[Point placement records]
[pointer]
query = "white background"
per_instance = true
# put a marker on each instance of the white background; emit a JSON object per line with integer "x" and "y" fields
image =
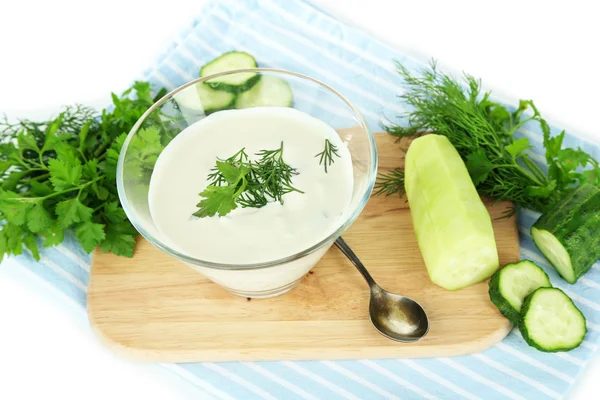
{"x": 61, "y": 52}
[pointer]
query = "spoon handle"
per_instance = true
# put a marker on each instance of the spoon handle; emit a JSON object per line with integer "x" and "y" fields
{"x": 343, "y": 246}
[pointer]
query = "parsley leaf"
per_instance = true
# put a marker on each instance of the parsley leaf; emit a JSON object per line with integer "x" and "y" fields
{"x": 72, "y": 211}
{"x": 518, "y": 146}
{"x": 15, "y": 211}
{"x": 217, "y": 199}
{"x": 54, "y": 235}
{"x": 60, "y": 174}
{"x": 38, "y": 218}
{"x": 89, "y": 235}
{"x": 64, "y": 175}
{"x": 29, "y": 242}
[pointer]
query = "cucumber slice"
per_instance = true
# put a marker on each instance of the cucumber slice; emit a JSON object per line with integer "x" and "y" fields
{"x": 227, "y": 62}
{"x": 269, "y": 91}
{"x": 567, "y": 234}
{"x": 551, "y": 322}
{"x": 453, "y": 227}
{"x": 512, "y": 283}
{"x": 201, "y": 97}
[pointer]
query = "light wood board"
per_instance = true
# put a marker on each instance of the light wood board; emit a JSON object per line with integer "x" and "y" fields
{"x": 155, "y": 308}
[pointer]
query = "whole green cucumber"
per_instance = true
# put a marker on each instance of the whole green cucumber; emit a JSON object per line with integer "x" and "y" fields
{"x": 568, "y": 234}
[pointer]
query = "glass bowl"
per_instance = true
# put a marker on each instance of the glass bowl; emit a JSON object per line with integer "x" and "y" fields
{"x": 183, "y": 107}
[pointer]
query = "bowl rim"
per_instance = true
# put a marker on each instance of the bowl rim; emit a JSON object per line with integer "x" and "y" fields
{"x": 265, "y": 264}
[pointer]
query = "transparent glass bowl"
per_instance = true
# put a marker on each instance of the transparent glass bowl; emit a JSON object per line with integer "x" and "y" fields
{"x": 183, "y": 107}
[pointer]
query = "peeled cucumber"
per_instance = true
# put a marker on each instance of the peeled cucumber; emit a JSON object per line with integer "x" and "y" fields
{"x": 453, "y": 227}
{"x": 568, "y": 234}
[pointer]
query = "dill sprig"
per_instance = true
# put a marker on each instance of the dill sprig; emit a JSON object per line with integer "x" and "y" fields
{"x": 326, "y": 156}
{"x": 238, "y": 180}
{"x": 483, "y": 132}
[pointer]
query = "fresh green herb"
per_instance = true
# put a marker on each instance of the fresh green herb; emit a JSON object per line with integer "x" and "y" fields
{"x": 60, "y": 175}
{"x": 326, "y": 156}
{"x": 483, "y": 132}
{"x": 247, "y": 183}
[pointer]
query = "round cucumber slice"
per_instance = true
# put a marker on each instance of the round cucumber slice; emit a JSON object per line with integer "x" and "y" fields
{"x": 203, "y": 98}
{"x": 551, "y": 322}
{"x": 227, "y": 62}
{"x": 511, "y": 284}
{"x": 269, "y": 91}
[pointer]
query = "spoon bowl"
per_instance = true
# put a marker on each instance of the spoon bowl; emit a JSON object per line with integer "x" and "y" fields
{"x": 396, "y": 317}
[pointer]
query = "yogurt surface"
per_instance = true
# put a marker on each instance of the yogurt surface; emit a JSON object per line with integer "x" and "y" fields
{"x": 251, "y": 235}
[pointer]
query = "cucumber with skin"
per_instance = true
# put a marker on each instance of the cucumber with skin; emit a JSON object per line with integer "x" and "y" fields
{"x": 201, "y": 97}
{"x": 269, "y": 91}
{"x": 512, "y": 283}
{"x": 551, "y": 322}
{"x": 568, "y": 234}
{"x": 453, "y": 227}
{"x": 235, "y": 83}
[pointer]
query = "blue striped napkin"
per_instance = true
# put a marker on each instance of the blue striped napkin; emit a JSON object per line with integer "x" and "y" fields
{"x": 294, "y": 35}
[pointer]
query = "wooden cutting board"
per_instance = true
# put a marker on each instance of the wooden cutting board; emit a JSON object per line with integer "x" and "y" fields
{"x": 155, "y": 308}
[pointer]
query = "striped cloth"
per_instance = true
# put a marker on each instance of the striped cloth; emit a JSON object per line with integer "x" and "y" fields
{"x": 294, "y": 35}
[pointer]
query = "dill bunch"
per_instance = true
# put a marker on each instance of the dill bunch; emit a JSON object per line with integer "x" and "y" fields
{"x": 483, "y": 133}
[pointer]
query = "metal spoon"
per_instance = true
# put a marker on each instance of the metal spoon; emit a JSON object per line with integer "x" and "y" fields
{"x": 395, "y": 317}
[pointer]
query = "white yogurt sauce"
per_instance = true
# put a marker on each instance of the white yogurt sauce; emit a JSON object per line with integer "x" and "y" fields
{"x": 250, "y": 235}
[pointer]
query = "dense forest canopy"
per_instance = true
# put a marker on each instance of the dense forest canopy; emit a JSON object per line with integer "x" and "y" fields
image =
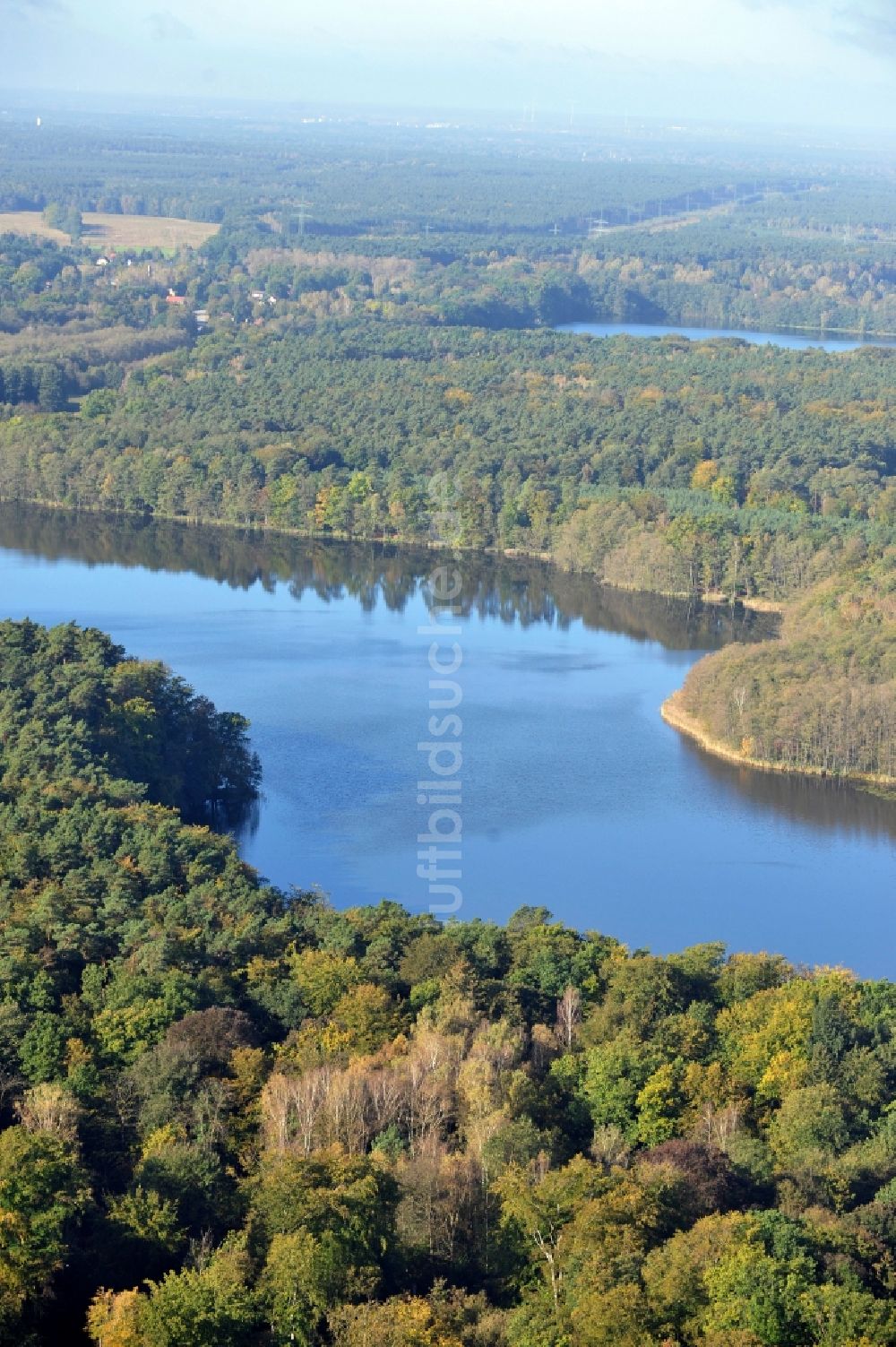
{"x": 235, "y": 1117}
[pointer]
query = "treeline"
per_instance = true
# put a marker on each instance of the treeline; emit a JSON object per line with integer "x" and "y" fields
{"x": 821, "y": 698}
{"x": 232, "y": 1118}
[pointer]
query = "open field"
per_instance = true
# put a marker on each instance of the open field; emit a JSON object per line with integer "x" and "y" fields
{"x": 108, "y": 230}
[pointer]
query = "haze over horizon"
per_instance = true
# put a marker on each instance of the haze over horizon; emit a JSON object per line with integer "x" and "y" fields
{"x": 756, "y": 61}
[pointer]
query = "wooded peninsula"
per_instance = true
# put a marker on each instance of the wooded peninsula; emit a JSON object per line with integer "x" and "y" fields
{"x": 232, "y": 1116}
{"x": 315, "y": 375}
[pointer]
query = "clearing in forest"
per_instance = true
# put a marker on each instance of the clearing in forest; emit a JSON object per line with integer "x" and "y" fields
{"x": 107, "y": 230}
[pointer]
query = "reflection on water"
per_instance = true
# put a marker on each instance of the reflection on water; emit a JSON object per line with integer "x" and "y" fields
{"x": 803, "y": 799}
{"x": 575, "y": 794}
{"x": 505, "y": 589}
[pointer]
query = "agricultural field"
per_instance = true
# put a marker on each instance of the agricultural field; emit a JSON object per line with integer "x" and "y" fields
{"x": 104, "y": 229}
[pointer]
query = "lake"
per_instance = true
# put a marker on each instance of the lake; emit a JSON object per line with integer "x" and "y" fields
{"x": 574, "y": 792}
{"x": 791, "y": 341}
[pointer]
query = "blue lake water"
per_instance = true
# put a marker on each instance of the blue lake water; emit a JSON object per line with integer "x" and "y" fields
{"x": 575, "y": 794}
{"x": 791, "y": 341}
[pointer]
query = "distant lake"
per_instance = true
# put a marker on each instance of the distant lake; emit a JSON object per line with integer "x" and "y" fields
{"x": 791, "y": 341}
{"x": 575, "y": 794}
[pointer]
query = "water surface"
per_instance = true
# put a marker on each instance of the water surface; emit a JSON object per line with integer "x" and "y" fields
{"x": 575, "y": 794}
{"x": 788, "y": 340}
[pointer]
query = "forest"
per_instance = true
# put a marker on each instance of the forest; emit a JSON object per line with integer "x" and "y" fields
{"x": 233, "y": 1116}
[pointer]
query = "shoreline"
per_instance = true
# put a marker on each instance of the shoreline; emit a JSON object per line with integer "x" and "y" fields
{"x": 685, "y": 723}
{"x": 671, "y": 712}
{"x": 754, "y": 604}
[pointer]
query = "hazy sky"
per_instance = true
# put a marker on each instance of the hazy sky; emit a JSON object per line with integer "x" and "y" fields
{"x": 809, "y": 61}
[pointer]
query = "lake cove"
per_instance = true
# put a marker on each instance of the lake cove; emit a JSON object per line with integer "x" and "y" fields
{"x": 574, "y": 792}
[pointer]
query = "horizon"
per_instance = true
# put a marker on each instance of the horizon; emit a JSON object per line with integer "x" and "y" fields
{"x": 751, "y": 64}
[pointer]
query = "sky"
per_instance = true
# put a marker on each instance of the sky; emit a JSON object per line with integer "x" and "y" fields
{"x": 807, "y": 62}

● **SET PROBLEM**
Collect every line from the items above that contains the word "dense". Case counts.

● **RESPONSE FOR THIS EXERCISE**
query = "dense forest canopy"
# put a marker on each instance of the dense forest canopy; emit a JSON object per line with integer "x" and "y" fields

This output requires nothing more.